_WORK TASK_: Copy out the part of the Colorado Plateau post that opens with the words "At the most" and closes with "Verde National Park.", swapping "starvation" for "famine".

*** EXCERPTED PASSAGE ***

Thursday, September 20, 2012

The Abandoned Lands...A Journey Through the Colorado Plateau: In death and the end of all things, there is beauty?

Spruce Tree House
Living in harmony with nature...

One sometimes hears such statements about some pastoral time when humans lived off the land, living in peace with their neighbors, and as such there was this Eden-like quality to existence. A moment's thought will probably lead one to realize that such situations in the human sojourn on this planet have been exceedingly rare. 

At the most cynical level, living in harmony with nature means that a society or culture is living within the strict constraints of resources, imposed by marginal agricultural lands or limited water sources. If the population grows too much, starvation ensues, and harmony is restored only when part of the population dies off. Very Malthusian....

We were continuing with our journey through the Abandoned Lands, the world of the Colorado Plateau. In the last post, we were taking stock of the landscape that surrounds the famous cliff dwellings of Mesa Verde National Park.

*** DATA EXCERPTS ***

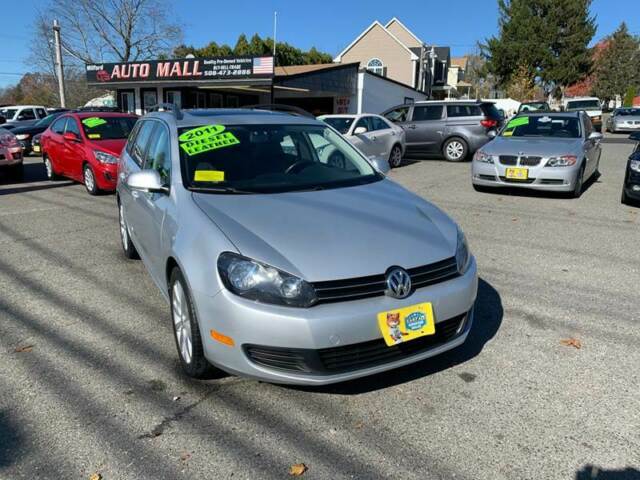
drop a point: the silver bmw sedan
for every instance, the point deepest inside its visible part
(283, 254)
(547, 151)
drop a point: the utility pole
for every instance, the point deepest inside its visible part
(59, 70)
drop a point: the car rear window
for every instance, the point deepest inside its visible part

***

_RESPONSE AREA_:
At the most cynical level, living in harmony with nature means that a society or culture is living within the strict constraints of resources, imposed by marginal agricultural lands or limited water sources. If the population grows too much, famine ensues, and harmony is restored only when part of the population dies off. Very Malthusian....

We were continuing with our journey through the Abandoned Lands, the world of the Colorado Plateau. In the last post, we were taking stock of the landscape that surrounds the famous cliff dwellings of Mesa Verde National Park.